To be done:
(a) Return the stretch of the piece on choices and consequences from "5. Take quality" through "of impulsive choices.", copied word for word.
(b) In the piece on choices and consequences, rewrite the paragraph beginning "NO ONE MAKES THE RIGHT CHOICES ALL THE TIME!" as a short bulleted list that keeps its main points.
(c) According to the piece on choices and consequences, what are rush decisions usually?

Page:
++++

The depth and longevity of the consequences we endure based on the choices we make are greater than they first appear.  We would be wise to pass that on to our children but you cannot pass on things that you refuse to review, reflect and learn.  Some choices become generational consequences.  A few things to consider when making choices, life-altering choices.

  1. BEFORE, you can make better choices, you must first be willing to admit you made them.  Admitting to a bad decision must be clear n concise, without the “but”; I did it but, it was because of this or that.  Any excuse attached to the admittance is removing or reducing your responsibility for the mistake.  ALL choices have a story!  The admitting of a bad choices MEANS realizing that the facts as you saw them then were inaccurate at best and more likely inaccurately misinterpreted by you, the choice maker.  When making a choice one should remember it is your job to know the facts not assume anything.  People usually accept the word of others only when it benefits them and their desire.
  2. Review and rewind your consequences back to the place where the choices were made.  Easier said than done.  Most people chunk too many things to circumstances beyond their control or their ability to foresee.  Unfortunately, that is far from the truth in most cases.  Example: When two people have sex, or make plans to have sex, they know that pregnancy is just one of the options that can occur.  Saying that the outcome is something one couldn’t foresee isn’t true.  What they mean to say is, “I didn’t think it would happen to me.”  Those two statements are definitely not the same thing.  Emergencies do not happen nearly as often as we would like to say that they do.  Real emergencies are few and far between.  Other emergencies generally mean that we failed to plan, or made other choices hoping for better consequences EVEN WHEN there was no real evidence that suggest better would occur, the very definition of insanity (doing the same things expected different results).
  3. NO ONE MAKES THE RIGHT CHOICES ALL THE TIME! Making bad choices is part of the learning process, it is when one consistently makes bad choices without even considering the consequences that a problem occurs.  Consequences by nature of definition are meant to be thought provoking, challenging and a learning process.  When people intervene in the consequences process, it can derail the learning curve resulting in repetitive bad choices.  Simply put, living through the consequences of bad choices is the way to not keep making them.
  4. Before making choices, take time to weigh all the possible consequences.  Pros and Cons.
  5. Take quality time before making decisions.  Rush decisions are usually reactions not responses.  Reactions occur due to emotions and unreasonable thinking.
  6. When we take time to make better choices, the consequences of your actions do not become the financial responsibilities of others.
  7. Bailouts should be real emergencies and not the results of impulsive choices.

++++

Given information:
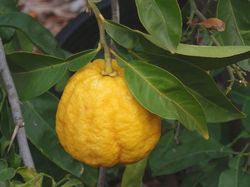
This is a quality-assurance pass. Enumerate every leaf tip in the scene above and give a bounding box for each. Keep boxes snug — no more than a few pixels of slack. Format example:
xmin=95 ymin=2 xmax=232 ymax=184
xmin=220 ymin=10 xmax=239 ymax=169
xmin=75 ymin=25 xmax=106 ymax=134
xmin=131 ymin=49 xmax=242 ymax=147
xmin=202 ymin=131 xmax=209 ymax=140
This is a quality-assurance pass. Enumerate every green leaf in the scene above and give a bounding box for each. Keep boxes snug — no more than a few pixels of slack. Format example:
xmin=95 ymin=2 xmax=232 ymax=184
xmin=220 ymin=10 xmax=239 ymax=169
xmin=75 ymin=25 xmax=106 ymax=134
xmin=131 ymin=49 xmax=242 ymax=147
xmin=7 ymin=52 xmax=68 ymax=100
xmin=116 ymin=56 xmax=208 ymax=138
xmin=4 ymin=30 xmax=34 ymax=54
xmin=218 ymin=169 xmax=250 ymax=187
xmin=55 ymin=70 xmax=72 ymax=92
xmin=146 ymin=56 xmax=244 ymax=123
xmin=17 ymin=168 xmax=43 ymax=187
xmin=22 ymin=94 xmax=83 ymax=177
xmin=149 ymin=130 xmax=230 ymax=176
xmin=0 ymin=27 xmax=15 ymax=44
xmin=0 ymin=159 xmax=8 ymax=170
xmin=0 ymin=168 xmax=15 ymax=181
xmin=0 ymin=0 xmax=18 ymax=14
xmin=121 ymin=158 xmax=148 ymax=187
xmin=105 ymin=21 xmax=250 ymax=70
xmin=61 ymin=179 xmax=82 ymax=187
xmin=66 ymin=47 xmax=100 ymax=71
xmin=218 ymin=144 xmax=250 ymax=187
xmin=217 ymin=0 xmax=250 ymax=71
xmin=135 ymin=0 xmax=182 ymax=53
xmin=242 ymin=100 xmax=250 ymax=132
xmin=0 ymin=0 xmax=18 ymax=43
xmin=0 ymin=84 xmax=6 ymax=112
xmin=0 ymin=159 xmax=16 ymax=181
xmin=181 ymin=158 xmax=227 ymax=187
xmin=0 ymin=12 xmax=65 ymax=57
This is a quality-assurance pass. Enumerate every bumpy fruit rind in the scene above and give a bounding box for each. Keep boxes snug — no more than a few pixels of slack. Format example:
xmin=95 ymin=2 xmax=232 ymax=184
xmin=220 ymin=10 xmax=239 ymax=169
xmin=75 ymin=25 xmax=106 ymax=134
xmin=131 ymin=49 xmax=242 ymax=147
xmin=56 ymin=59 xmax=161 ymax=167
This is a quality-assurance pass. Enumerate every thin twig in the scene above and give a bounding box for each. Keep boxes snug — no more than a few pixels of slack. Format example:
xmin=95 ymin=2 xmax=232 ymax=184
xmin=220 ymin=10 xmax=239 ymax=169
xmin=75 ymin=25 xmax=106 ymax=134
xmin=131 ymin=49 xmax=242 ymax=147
xmin=0 ymin=38 xmax=35 ymax=168
xmin=189 ymin=0 xmax=248 ymax=95
xmin=111 ymin=0 xmax=120 ymax=23
xmin=110 ymin=0 xmax=120 ymax=50
xmin=88 ymin=0 xmax=116 ymax=76
xmin=97 ymin=167 xmax=106 ymax=187
xmin=226 ymin=66 xmax=236 ymax=95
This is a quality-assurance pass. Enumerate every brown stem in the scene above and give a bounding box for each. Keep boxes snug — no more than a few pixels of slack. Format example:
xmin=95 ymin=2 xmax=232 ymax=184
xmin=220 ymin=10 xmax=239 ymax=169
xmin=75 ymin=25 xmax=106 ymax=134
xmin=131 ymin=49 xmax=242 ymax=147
xmin=88 ymin=0 xmax=115 ymax=76
xmin=0 ymin=38 xmax=35 ymax=168
xmin=97 ymin=167 xmax=106 ymax=187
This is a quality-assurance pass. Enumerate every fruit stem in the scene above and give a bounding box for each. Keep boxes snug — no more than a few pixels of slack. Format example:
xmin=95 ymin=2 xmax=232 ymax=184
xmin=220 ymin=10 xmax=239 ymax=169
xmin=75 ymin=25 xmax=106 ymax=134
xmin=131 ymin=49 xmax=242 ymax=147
xmin=88 ymin=0 xmax=116 ymax=76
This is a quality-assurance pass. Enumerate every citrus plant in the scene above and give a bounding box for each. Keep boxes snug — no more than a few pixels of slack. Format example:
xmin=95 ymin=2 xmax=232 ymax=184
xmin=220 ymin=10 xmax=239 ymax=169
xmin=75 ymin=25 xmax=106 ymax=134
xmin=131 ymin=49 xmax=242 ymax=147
xmin=0 ymin=0 xmax=250 ymax=187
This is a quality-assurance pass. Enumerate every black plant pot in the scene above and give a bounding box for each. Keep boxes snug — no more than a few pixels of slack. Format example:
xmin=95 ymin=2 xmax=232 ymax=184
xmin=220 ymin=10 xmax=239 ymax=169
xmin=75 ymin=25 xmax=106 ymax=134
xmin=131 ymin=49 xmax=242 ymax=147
xmin=56 ymin=0 xmax=143 ymax=53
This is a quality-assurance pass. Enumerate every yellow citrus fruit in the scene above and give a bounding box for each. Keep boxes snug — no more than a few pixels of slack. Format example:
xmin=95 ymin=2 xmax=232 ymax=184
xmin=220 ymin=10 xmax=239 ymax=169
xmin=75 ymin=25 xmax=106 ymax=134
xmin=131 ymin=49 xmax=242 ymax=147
xmin=56 ymin=59 xmax=161 ymax=167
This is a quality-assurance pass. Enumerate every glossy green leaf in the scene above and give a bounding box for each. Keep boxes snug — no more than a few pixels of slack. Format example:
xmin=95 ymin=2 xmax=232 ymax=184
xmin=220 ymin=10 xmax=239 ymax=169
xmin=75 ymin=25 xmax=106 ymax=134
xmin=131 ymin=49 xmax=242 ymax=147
xmin=66 ymin=48 xmax=100 ymax=71
xmin=0 ymin=159 xmax=16 ymax=181
xmin=135 ymin=0 xmax=182 ymax=53
xmin=218 ymin=169 xmax=250 ymax=187
xmin=22 ymin=94 xmax=84 ymax=177
xmin=146 ymin=56 xmax=244 ymax=123
xmin=218 ymin=141 xmax=250 ymax=187
xmin=117 ymin=56 xmax=208 ymax=138
xmin=4 ymin=30 xmax=34 ymax=54
xmin=0 ymin=27 xmax=15 ymax=44
xmin=0 ymin=12 xmax=65 ymax=57
xmin=181 ymin=158 xmax=227 ymax=187
xmin=7 ymin=52 xmax=68 ymax=100
xmin=0 ymin=0 xmax=18 ymax=43
xmin=217 ymin=0 xmax=250 ymax=71
xmin=121 ymin=158 xmax=148 ymax=187
xmin=0 ymin=0 xmax=18 ymax=14
xmin=105 ymin=21 xmax=250 ymax=70
xmin=0 ymin=84 xmax=6 ymax=112
xmin=0 ymin=168 xmax=15 ymax=181
xmin=149 ymin=130 xmax=230 ymax=176
xmin=54 ymin=70 xmax=72 ymax=92
xmin=61 ymin=179 xmax=83 ymax=187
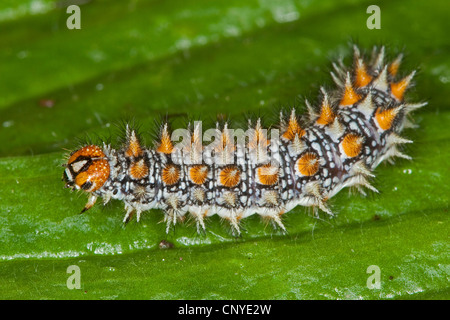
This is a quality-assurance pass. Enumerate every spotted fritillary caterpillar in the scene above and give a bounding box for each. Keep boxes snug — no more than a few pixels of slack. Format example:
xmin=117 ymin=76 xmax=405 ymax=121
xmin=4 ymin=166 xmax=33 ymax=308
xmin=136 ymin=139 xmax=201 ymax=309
xmin=63 ymin=47 xmax=426 ymax=234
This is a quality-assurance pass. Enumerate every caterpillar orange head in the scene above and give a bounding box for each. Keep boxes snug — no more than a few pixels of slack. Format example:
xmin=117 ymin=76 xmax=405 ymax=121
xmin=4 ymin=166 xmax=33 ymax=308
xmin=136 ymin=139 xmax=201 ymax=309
xmin=63 ymin=145 xmax=110 ymax=192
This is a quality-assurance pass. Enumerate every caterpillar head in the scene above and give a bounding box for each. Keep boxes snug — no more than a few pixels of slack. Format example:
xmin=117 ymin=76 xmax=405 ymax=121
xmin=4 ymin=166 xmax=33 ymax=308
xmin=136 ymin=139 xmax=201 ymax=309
xmin=63 ymin=145 xmax=110 ymax=192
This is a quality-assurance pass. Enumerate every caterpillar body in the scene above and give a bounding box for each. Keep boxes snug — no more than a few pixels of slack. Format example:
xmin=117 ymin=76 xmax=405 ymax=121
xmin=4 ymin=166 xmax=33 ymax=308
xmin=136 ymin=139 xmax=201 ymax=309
xmin=63 ymin=46 xmax=426 ymax=234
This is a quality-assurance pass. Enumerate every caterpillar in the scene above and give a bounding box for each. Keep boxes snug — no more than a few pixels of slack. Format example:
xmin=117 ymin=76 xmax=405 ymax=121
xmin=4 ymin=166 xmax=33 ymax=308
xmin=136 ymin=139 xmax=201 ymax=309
xmin=63 ymin=46 xmax=427 ymax=234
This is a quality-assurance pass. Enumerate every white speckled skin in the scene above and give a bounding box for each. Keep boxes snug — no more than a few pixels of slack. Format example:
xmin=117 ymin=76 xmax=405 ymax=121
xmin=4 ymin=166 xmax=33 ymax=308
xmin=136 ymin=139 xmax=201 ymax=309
xmin=66 ymin=48 xmax=425 ymax=233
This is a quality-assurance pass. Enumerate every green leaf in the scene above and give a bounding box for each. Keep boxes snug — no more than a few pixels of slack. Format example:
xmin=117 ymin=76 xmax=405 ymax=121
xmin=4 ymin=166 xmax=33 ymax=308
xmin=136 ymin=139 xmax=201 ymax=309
xmin=0 ymin=0 xmax=450 ymax=299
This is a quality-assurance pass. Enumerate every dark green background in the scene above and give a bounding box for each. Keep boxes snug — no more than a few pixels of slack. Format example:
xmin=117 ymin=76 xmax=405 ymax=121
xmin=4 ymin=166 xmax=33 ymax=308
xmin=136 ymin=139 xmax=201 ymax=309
xmin=0 ymin=0 xmax=450 ymax=299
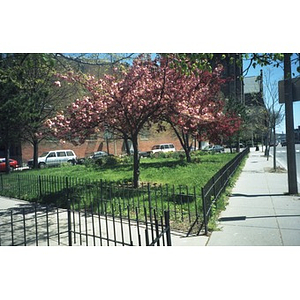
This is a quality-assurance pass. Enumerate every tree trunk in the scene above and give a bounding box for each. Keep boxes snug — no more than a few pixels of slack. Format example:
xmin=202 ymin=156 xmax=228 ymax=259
xmin=4 ymin=143 xmax=10 ymax=174
xmin=182 ymin=132 xmax=192 ymax=163
xmin=273 ymin=125 xmax=277 ymax=171
xmin=132 ymin=136 xmax=140 ymax=189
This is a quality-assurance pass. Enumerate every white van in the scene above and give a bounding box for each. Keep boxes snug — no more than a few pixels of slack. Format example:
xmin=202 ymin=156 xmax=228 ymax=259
xmin=28 ymin=150 xmax=77 ymax=169
xmin=151 ymin=143 xmax=176 ymax=153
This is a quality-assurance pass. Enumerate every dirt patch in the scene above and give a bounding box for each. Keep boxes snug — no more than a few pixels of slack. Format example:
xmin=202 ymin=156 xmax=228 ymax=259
xmin=264 ymin=167 xmax=287 ymax=173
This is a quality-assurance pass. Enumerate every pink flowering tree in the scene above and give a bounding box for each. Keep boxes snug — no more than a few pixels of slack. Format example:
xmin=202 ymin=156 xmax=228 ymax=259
xmin=160 ymin=58 xmax=238 ymax=162
xmin=48 ymin=56 xmax=241 ymax=187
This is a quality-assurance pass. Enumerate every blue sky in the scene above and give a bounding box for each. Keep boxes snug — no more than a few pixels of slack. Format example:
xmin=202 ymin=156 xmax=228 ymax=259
xmin=244 ymin=55 xmax=300 ymax=133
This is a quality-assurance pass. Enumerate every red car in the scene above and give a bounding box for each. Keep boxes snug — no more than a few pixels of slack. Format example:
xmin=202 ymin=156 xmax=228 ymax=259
xmin=0 ymin=158 xmax=18 ymax=172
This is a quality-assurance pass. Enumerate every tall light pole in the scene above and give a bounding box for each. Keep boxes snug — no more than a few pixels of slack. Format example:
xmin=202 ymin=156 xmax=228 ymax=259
xmin=284 ymin=53 xmax=298 ymax=194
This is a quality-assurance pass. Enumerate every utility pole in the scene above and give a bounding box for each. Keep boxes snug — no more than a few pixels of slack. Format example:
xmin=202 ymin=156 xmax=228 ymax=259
xmin=284 ymin=53 xmax=298 ymax=194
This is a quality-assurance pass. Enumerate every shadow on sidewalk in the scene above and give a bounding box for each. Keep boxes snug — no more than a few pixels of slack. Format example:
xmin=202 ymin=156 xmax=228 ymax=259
xmin=218 ymin=215 xmax=300 ymax=222
xmin=230 ymin=193 xmax=286 ymax=198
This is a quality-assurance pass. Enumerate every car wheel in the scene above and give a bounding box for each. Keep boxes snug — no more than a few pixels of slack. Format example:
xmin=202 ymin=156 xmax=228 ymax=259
xmin=68 ymin=159 xmax=75 ymax=166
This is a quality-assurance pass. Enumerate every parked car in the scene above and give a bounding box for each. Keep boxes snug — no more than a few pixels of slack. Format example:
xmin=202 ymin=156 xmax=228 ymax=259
xmin=203 ymin=145 xmax=224 ymax=153
xmin=27 ymin=150 xmax=77 ymax=169
xmin=151 ymin=143 xmax=176 ymax=154
xmin=0 ymin=158 xmax=19 ymax=172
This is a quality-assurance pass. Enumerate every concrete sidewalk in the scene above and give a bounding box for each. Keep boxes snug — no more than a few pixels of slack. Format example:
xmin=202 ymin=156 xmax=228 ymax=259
xmin=0 ymin=148 xmax=300 ymax=246
xmin=207 ymin=148 xmax=300 ymax=246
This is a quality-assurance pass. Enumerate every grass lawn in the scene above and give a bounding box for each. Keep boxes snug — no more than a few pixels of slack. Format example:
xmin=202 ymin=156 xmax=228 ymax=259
xmin=24 ymin=153 xmax=236 ymax=187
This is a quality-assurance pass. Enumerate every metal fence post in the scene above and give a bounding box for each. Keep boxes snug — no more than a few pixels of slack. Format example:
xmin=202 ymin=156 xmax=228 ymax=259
xmin=0 ymin=174 xmax=3 ymax=191
xmin=68 ymin=199 xmax=72 ymax=246
xmin=201 ymin=187 xmax=207 ymax=235
xmin=165 ymin=210 xmax=172 ymax=246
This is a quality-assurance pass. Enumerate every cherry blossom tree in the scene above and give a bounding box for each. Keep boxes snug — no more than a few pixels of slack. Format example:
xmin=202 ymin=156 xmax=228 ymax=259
xmin=161 ymin=56 xmax=240 ymax=162
xmin=48 ymin=56 xmax=166 ymax=187
xmin=48 ymin=55 xmax=241 ymax=188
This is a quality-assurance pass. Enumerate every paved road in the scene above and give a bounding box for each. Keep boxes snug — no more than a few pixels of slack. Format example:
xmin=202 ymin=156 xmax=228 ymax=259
xmin=271 ymin=144 xmax=300 ymax=183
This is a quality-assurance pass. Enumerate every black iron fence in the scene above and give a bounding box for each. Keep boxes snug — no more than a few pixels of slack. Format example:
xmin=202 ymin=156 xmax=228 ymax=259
xmin=0 ymin=197 xmax=172 ymax=246
xmin=187 ymin=147 xmax=250 ymax=235
xmin=0 ymin=173 xmax=202 ymax=227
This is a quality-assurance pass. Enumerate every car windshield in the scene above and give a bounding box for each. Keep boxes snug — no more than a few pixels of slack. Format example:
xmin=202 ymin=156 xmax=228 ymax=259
xmin=40 ymin=152 xmax=49 ymax=157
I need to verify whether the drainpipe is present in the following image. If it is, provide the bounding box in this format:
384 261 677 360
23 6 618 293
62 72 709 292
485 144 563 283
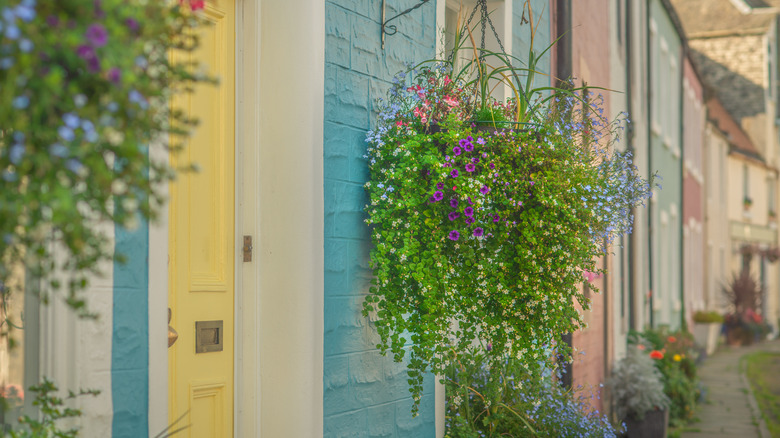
624 0 639 330
645 3 655 328
678 43 688 330
555 0 574 389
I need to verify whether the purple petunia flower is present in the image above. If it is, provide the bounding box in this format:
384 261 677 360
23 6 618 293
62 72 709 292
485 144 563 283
76 44 95 60
85 23 108 47
125 18 138 32
108 67 122 84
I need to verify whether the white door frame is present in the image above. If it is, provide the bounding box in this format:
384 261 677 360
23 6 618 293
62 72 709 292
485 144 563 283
149 0 325 438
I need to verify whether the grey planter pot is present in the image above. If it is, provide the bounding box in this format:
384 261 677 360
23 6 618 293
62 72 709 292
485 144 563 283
625 409 669 438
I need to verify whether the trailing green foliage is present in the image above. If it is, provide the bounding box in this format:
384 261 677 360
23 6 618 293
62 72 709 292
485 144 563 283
364 24 651 409
445 350 620 438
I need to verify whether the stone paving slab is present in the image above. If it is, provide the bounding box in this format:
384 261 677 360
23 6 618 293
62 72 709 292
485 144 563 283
682 340 780 438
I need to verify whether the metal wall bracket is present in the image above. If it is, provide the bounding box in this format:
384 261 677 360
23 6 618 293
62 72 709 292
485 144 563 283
380 0 431 50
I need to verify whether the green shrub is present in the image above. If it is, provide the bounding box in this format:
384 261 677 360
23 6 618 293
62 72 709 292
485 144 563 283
693 310 723 324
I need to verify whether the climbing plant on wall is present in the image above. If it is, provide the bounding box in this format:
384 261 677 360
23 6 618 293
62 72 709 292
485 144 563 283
0 0 213 331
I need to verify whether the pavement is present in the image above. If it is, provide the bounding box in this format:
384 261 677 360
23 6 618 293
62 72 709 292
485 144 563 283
681 339 780 438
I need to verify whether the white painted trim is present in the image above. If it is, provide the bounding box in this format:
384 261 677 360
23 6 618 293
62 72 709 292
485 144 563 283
147 139 169 436
436 0 447 59
234 0 262 437
255 0 325 438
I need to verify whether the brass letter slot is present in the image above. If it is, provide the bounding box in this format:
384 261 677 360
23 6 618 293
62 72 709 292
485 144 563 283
195 321 224 353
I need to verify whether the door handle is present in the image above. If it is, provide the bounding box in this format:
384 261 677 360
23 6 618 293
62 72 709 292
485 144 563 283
168 307 179 348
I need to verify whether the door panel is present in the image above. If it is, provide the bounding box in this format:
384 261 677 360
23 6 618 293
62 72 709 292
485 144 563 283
168 0 235 438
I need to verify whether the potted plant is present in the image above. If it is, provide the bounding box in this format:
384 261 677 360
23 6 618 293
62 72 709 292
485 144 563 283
723 269 764 346
607 344 669 438
693 310 723 355
363 14 652 409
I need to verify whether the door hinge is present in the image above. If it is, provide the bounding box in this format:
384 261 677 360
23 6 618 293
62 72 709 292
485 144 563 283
242 236 252 262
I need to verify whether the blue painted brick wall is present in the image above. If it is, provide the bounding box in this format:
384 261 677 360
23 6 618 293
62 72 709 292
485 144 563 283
111 221 149 438
323 0 436 438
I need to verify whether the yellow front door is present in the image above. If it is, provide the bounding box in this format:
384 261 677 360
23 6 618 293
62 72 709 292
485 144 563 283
168 0 235 438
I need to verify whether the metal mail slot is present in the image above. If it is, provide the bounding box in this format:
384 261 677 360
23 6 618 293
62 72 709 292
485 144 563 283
195 320 224 353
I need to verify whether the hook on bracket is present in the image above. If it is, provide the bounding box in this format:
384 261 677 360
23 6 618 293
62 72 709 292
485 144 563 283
380 0 431 50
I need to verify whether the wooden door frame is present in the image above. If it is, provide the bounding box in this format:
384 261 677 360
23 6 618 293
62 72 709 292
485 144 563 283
149 0 325 438
148 0 253 436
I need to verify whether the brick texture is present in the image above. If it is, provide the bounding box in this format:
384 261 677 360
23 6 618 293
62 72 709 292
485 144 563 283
323 0 436 438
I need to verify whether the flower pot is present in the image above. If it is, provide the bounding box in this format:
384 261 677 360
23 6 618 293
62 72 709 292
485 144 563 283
726 326 753 347
693 322 722 356
625 409 669 438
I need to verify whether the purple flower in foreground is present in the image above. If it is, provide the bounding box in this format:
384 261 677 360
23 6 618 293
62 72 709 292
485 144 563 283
125 18 138 32
76 44 95 61
86 23 108 47
108 67 122 84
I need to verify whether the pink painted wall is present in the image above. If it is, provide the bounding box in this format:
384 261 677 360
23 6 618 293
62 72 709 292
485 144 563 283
682 58 706 330
683 58 704 222
571 0 612 411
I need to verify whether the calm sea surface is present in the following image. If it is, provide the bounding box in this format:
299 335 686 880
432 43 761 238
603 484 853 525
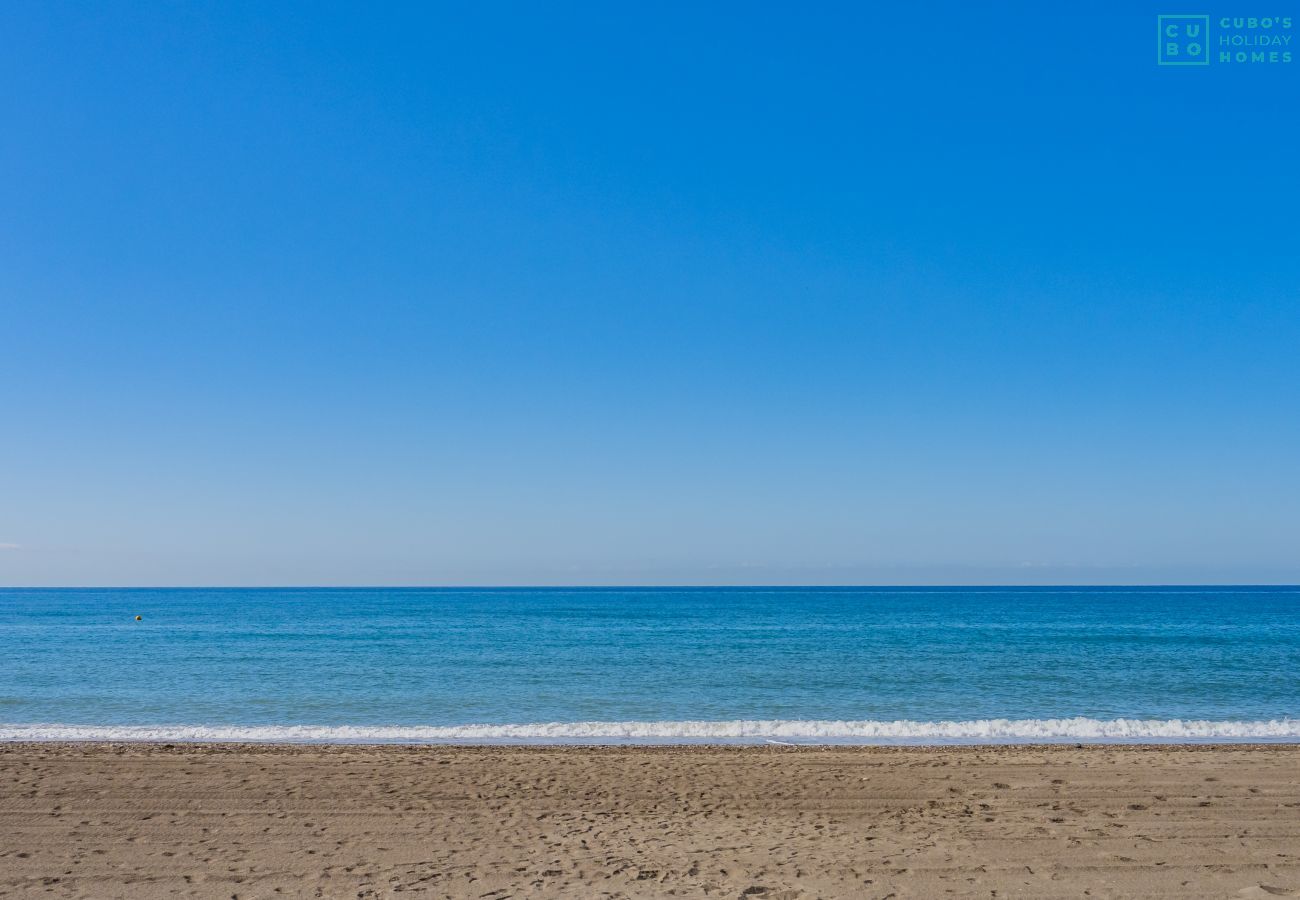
0 588 1300 741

++++

Responses by task:
(a)
5. Take quality time before making decisions.  Rush decisions are usually reactions not responses.  Reactions occur due to emotions and unreasonable thinking.
  6. When we take time to make better choices, the consequences of your actions do not become the financial responsibilities of others.
  7. Bailouts should be real emergencies and not the results of impulsive choices.

(b)
- No one makes the right choices all the time, and bad choices are part of learning.
- The problem comes when someone keeps making bad choices without considering the consequences.
- Consequences are meant to provoke thought, challenge us and teach.
- When people step into that process, they can derail the learning and cause repeated bad choices.
- Living through the consequences of bad choices is how to stop making them.

(c) Rush decisions are usually reactions, not responses.